Work task:
With all pictures excluded, restate the records that follow exactly as written.

Records shown:
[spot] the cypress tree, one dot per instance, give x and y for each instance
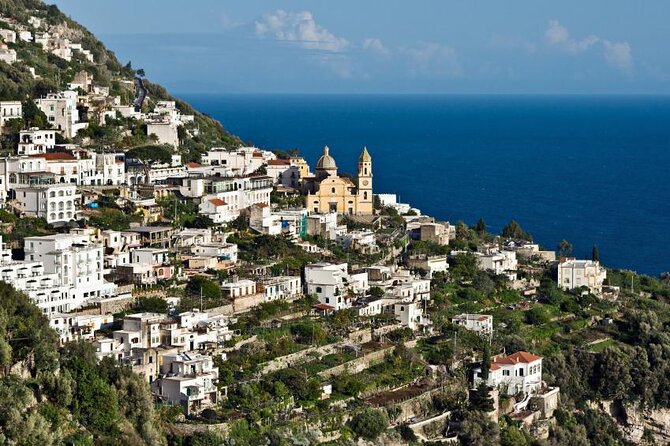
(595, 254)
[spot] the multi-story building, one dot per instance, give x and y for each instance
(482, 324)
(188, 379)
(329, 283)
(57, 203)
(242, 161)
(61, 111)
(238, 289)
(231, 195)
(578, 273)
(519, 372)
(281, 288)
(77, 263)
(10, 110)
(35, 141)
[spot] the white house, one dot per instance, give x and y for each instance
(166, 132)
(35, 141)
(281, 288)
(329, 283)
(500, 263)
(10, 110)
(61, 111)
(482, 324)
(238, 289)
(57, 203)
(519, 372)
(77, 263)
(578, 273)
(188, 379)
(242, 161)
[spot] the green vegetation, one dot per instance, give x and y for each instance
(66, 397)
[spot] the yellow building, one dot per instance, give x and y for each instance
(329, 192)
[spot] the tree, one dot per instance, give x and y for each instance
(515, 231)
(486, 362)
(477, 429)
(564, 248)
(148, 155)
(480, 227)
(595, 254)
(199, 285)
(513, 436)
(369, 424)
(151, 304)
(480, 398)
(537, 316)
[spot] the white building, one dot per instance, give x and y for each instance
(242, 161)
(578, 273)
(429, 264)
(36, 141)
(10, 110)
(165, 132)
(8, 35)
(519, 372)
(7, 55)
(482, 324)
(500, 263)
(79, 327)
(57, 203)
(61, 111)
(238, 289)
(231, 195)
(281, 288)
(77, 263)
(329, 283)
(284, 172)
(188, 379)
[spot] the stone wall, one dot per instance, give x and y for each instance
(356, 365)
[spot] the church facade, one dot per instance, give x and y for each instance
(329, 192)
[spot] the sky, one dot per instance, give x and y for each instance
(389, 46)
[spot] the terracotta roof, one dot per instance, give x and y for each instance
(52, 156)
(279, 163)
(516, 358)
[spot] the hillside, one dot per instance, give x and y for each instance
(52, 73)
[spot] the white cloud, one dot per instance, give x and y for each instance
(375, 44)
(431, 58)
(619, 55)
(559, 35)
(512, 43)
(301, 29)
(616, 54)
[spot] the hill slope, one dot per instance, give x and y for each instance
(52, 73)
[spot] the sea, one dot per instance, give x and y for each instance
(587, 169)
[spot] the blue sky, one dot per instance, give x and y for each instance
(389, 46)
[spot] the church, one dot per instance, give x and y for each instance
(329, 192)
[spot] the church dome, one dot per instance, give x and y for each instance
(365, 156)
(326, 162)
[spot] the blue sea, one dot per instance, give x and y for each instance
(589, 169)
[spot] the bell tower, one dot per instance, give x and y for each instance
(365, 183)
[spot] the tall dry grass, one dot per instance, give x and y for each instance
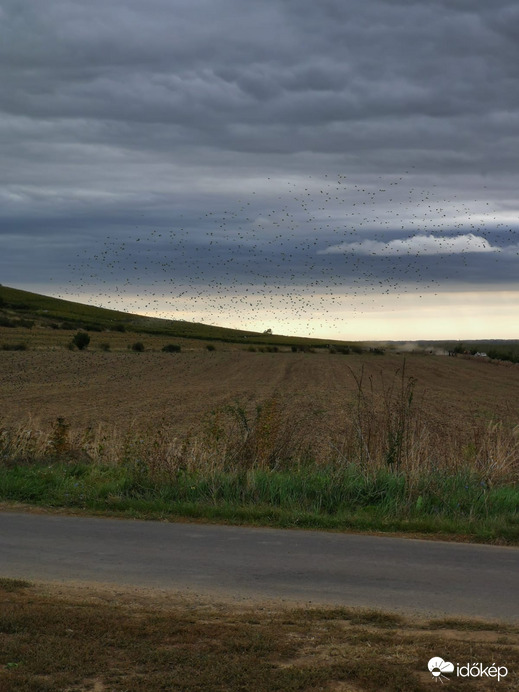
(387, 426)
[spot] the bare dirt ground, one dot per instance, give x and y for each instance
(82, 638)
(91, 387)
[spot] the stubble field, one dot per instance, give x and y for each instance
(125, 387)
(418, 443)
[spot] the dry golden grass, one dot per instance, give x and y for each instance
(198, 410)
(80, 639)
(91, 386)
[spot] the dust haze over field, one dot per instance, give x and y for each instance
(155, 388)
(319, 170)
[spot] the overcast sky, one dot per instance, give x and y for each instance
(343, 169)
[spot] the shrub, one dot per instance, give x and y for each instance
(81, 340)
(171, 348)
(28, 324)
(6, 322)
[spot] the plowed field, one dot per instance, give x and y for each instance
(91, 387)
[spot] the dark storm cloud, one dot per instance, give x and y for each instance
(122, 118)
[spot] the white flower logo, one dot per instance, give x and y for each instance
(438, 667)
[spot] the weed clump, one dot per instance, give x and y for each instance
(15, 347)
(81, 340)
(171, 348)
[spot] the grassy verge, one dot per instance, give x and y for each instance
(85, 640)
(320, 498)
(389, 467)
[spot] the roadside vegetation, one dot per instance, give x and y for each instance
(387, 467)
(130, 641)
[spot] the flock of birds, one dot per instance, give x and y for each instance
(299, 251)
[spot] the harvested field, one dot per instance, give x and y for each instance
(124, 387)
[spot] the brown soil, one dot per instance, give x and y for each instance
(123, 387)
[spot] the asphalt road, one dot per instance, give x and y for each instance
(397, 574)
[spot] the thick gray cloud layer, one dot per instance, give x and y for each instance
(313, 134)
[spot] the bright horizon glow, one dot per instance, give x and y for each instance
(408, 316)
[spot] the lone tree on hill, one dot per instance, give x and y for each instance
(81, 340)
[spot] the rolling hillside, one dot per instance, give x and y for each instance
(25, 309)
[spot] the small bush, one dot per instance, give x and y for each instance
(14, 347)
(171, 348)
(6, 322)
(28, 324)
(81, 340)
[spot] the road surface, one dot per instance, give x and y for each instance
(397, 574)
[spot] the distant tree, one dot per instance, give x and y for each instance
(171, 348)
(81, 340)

Output for this task:
[spot] the cypress tree, one dot per instance, give x and y for each instance
(595, 254)
[spot] the multi-story building, one dot per instance, give x and y for each instance
(482, 324)
(188, 379)
(329, 283)
(57, 203)
(242, 161)
(61, 111)
(238, 289)
(231, 195)
(578, 273)
(519, 372)
(281, 288)
(77, 263)
(10, 110)
(35, 141)
[spot] the white house, one dot per instance, give x and y for each instance
(166, 132)
(35, 141)
(281, 288)
(329, 283)
(500, 263)
(10, 110)
(61, 111)
(482, 324)
(238, 289)
(57, 203)
(519, 372)
(77, 263)
(578, 273)
(188, 379)
(242, 161)
[spot] the green vegetation, one dot per instance, give x and y for each instance
(66, 397)
[spot] the yellow building, one dot per instance, give x and y for each instance
(329, 192)
[spot] the tree, one dot per instance, give x and y for each instance
(515, 231)
(486, 362)
(477, 429)
(564, 248)
(148, 155)
(480, 227)
(595, 254)
(199, 285)
(513, 436)
(369, 424)
(151, 304)
(480, 398)
(537, 316)
[spot] the white building, one dot per instance, give x and y for each instance
(242, 161)
(578, 273)
(429, 264)
(36, 141)
(10, 110)
(165, 132)
(8, 35)
(519, 372)
(7, 55)
(482, 324)
(500, 263)
(79, 327)
(57, 203)
(61, 111)
(238, 289)
(231, 195)
(281, 288)
(77, 263)
(329, 283)
(284, 172)
(188, 379)
[spot] the stone wall, one dot per instance, give x and y for each instance
(356, 365)
[spot] the church facade, one dot per instance, give x and y for each instance
(329, 192)
[spot] the sky, one dot per instance, give x and y for each instance
(389, 46)
[spot] the terracotta roof, one dot per instance, give x and y for each instance
(52, 156)
(279, 163)
(516, 358)
[spot] the hillside, one dot per instance, give x and y for each instance
(52, 73)
[spot] the white cloud, one dot per instance, give x and y for each instance
(375, 44)
(431, 58)
(619, 55)
(559, 35)
(512, 43)
(301, 29)
(616, 54)
[spot] the hill slope, one dot per instance, give x and y for each instance
(52, 73)
[spot] the sea, one dot per instance, give x and y for each instance
(587, 169)
[spot] the blue sky, one dot per instance, give x and y for each instance
(389, 46)
[spot] the church, one dot per instance, give x and y for each instance
(329, 192)
[spot] the church dome, one dot per instance, give x and y for each instance
(365, 156)
(326, 162)
[spot] the blue sea, one dot per instance, give x and y for each instance
(589, 169)
[spot] the bell tower, one dot per instance, give x and y for each instance
(365, 183)
[spot] the tall dry grass, one dot per instance, give x and y for each instance
(387, 426)
[spot] the bare dirt ground, one dot per instance, give x and y for each instance
(82, 638)
(91, 387)
[spot] the stubble field, one dot per instance, give x and y for each instance
(125, 387)
(418, 443)
[spot] the dry golden grass, one dot per instance, give x and y for each instance
(198, 410)
(80, 639)
(91, 386)
[spot] the dust haze over field, one dot per instance, give x and y for each instance
(155, 388)
(319, 170)
[spot] the overcast sky, one dot per instance, give x and y for each instance
(343, 169)
[spot] the shrub, one dot per instance, give x and y for each instance
(81, 340)
(171, 348)
(28, 324)
(6, 322)
[spot] the plowed field, one dot per instance, give x and y for each instance
(91, 387)
[spot] the dark storm cloud, one dot per instance, give x and y for each instance
(122, 118)
[spot] the white flower logo, one dot per instance, give x and y for each instance
(438, 667)
[spot] the weed clump, one dot per instance, give x and y for each instance
(15, 347)
(81, 340)
(171, 348)
[spot] the grassy verge, one dot per instance, give x and y for each instance
(85, 640)
(320, 498)
(389, 467)
[spot] the roadside vegetation, one dot per instance, give x and y for each instance
(387, 467)
(130, 641)
[spot] the flock of birds, one dot per instance, give x and y for each instance
(299, 251)
[spot] the harvested field, one dot per instance, give x and y for each instance
(124, 387)
[spot] the brown soil, one dot per instance, give x and y for each instance
(123, 387)
[spot] the asphalt road, one dot per instance, give x and y for each instance
(397, 574)
[spot] the thick gray cloud layer, one dot per instance, give x and y for each instance
(313, 134)
[spot] the bright horizon glow, one dot per instance, give x and y for each instance
(408, 316)
[spot] the lone tree on hill, one dot per instance, give x and y for each instance
(81, 340)
[spot] the rolling hillside, one dot per instance, give x and y for each instance
(25, 309)
[spot] the small bush, one dot per instance, give x and y for each instance
(14, 347)
(171, 348)
(6, 322)
(28, 324)
(81, 340)
[spot] the road surface, one dot per instance, give x and y for each instance
(397, 574)
[spot] the distant tree, one dot per instance, give x and y for each instance
(171, 348)
(81, 340)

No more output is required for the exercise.